Segment Start: DATA LISTING

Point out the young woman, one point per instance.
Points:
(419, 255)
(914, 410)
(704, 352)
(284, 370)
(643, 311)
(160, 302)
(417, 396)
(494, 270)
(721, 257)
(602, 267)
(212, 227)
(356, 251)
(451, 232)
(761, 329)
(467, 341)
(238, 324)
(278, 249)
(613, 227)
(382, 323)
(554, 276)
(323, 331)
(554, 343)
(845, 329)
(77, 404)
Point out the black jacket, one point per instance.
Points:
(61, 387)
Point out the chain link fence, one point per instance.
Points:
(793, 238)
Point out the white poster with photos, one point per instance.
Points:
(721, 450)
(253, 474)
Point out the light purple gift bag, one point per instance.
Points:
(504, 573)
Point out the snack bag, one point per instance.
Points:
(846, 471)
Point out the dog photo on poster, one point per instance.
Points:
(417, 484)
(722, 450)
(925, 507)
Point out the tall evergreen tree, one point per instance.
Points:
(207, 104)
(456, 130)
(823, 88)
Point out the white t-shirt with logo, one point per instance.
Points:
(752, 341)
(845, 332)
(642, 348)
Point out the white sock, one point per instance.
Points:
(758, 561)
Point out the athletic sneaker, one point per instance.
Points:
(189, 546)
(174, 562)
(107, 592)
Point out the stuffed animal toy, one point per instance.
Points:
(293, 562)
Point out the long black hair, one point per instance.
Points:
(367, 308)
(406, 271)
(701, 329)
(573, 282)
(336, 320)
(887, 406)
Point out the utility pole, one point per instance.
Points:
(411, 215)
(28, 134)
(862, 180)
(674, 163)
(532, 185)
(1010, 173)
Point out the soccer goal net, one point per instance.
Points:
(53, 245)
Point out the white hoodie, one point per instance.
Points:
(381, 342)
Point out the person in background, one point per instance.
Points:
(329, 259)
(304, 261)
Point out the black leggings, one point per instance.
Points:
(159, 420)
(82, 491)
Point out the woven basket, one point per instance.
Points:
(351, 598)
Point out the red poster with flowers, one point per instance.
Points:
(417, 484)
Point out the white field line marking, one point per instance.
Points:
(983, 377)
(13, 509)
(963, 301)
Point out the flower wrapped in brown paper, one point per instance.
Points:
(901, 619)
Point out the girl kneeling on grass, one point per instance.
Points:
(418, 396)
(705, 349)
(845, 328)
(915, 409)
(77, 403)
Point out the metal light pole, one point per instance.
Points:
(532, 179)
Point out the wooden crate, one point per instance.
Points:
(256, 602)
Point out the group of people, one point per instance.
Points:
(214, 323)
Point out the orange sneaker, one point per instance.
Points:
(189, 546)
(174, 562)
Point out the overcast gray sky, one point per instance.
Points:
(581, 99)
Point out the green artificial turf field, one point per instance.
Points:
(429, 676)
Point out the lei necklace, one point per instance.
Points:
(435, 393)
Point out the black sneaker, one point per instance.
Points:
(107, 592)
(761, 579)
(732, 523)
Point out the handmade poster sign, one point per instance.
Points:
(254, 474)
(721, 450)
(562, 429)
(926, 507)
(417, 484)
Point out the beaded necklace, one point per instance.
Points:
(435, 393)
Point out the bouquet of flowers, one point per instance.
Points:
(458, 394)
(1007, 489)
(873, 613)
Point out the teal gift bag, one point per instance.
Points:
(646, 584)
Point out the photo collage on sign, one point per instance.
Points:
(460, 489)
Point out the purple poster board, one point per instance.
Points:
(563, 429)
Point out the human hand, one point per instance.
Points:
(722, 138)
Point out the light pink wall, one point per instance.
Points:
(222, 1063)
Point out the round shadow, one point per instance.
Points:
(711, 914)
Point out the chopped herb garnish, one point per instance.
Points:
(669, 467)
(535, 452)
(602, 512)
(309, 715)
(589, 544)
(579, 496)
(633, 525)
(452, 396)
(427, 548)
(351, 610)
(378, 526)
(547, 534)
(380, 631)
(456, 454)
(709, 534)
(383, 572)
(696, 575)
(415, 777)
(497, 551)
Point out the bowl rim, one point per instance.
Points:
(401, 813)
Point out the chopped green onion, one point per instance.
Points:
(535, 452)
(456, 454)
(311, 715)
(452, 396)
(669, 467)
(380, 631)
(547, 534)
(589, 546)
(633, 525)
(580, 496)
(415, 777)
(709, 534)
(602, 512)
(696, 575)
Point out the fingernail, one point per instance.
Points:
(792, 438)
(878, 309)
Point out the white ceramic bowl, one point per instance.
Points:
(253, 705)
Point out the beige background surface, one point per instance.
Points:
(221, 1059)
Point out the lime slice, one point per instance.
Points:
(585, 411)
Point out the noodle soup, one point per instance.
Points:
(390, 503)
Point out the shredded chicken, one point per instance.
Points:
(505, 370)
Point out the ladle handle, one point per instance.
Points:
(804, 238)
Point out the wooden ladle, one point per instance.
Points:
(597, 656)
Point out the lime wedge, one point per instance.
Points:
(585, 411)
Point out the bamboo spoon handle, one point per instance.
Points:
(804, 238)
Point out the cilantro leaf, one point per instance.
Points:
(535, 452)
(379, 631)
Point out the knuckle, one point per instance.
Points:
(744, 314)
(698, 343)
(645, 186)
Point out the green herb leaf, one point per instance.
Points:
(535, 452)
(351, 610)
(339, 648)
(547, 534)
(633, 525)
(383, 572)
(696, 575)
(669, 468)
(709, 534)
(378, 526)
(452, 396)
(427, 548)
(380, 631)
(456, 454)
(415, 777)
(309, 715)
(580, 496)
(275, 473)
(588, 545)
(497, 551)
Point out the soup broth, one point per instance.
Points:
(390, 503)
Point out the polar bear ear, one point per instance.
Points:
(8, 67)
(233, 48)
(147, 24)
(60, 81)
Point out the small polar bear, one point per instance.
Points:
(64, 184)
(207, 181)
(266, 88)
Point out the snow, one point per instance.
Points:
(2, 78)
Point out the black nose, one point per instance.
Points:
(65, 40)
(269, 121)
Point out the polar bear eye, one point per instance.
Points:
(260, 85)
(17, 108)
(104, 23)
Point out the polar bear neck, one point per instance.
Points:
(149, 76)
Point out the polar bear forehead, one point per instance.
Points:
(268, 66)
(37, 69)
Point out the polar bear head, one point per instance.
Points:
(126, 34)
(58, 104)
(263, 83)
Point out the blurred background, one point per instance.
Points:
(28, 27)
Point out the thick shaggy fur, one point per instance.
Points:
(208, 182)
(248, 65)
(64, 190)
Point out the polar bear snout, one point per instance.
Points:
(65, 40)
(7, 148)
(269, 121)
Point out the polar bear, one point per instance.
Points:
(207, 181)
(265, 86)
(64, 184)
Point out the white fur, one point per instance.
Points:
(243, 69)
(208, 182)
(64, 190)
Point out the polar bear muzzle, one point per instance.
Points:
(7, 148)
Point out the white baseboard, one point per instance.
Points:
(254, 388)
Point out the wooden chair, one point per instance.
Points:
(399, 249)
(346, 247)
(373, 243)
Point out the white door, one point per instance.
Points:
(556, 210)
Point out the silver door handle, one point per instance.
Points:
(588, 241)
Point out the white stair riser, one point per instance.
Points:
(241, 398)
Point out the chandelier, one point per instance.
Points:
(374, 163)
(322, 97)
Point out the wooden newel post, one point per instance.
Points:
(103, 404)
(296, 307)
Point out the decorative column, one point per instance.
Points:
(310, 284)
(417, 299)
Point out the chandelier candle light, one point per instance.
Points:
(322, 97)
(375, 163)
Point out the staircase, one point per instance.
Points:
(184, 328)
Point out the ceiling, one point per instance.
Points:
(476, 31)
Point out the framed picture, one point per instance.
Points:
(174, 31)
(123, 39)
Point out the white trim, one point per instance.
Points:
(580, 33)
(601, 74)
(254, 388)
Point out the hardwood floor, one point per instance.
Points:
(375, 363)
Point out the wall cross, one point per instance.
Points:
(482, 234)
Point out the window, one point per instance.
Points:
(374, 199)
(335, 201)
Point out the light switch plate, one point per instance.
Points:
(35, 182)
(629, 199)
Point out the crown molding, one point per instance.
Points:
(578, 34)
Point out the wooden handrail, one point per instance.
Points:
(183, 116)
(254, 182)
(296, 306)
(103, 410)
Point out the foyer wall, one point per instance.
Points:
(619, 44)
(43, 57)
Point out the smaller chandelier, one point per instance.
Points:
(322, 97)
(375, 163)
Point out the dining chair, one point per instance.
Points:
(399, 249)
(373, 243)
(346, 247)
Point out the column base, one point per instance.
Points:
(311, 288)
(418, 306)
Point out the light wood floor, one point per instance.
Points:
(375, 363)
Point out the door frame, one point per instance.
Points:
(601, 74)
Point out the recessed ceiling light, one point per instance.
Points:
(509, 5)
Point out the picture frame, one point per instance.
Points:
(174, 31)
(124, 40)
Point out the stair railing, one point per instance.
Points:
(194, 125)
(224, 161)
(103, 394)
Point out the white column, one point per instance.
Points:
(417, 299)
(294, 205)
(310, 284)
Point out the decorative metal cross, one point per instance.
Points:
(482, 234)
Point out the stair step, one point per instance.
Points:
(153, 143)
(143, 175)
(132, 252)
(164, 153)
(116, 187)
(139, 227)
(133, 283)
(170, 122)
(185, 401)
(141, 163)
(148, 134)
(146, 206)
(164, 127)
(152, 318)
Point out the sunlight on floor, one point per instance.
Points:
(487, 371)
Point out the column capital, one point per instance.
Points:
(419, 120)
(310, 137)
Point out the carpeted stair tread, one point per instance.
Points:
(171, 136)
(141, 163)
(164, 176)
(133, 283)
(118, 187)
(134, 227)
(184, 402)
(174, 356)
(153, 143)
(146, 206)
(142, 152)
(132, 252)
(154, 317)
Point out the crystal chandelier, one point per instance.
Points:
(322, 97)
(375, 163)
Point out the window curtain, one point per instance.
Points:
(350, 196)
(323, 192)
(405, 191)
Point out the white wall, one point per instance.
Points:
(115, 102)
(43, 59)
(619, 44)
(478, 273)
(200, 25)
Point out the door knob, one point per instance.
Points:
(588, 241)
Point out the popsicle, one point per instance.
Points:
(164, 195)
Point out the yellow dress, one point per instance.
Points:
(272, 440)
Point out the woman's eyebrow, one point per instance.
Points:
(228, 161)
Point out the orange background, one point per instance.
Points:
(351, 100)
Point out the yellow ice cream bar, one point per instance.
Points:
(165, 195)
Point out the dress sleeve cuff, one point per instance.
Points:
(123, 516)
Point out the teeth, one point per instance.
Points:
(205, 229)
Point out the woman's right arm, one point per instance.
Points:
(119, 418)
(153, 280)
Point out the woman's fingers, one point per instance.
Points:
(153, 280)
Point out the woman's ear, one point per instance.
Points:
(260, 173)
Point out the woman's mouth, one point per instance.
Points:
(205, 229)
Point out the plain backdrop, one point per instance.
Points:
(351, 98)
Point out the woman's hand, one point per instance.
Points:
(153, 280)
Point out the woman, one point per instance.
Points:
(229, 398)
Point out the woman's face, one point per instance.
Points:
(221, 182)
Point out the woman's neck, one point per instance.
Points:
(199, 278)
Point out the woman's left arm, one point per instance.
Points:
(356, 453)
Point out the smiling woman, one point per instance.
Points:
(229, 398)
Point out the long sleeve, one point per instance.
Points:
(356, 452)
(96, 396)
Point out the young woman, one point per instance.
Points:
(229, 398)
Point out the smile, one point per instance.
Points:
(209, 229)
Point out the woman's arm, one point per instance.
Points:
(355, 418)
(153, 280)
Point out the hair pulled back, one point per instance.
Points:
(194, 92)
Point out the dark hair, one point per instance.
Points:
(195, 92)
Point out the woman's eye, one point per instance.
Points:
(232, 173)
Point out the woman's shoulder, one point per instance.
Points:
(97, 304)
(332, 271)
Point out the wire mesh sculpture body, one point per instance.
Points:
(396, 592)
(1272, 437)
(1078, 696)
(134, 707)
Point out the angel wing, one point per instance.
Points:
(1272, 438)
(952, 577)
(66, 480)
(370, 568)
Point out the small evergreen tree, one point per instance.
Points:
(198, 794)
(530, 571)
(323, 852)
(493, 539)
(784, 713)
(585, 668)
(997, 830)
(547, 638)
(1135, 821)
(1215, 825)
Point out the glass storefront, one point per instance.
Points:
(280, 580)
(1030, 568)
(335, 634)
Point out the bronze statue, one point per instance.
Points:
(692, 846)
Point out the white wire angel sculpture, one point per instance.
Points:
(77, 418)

Segment End: DATA LISTING

AIM OF THE TASK - Find and copy every line in the entries above where the string "leaf" occurs.

REPLY TO THE TASK -
Point out the cilantro leaf, one point per instance.
Point out the green herb leaf, one point per instance.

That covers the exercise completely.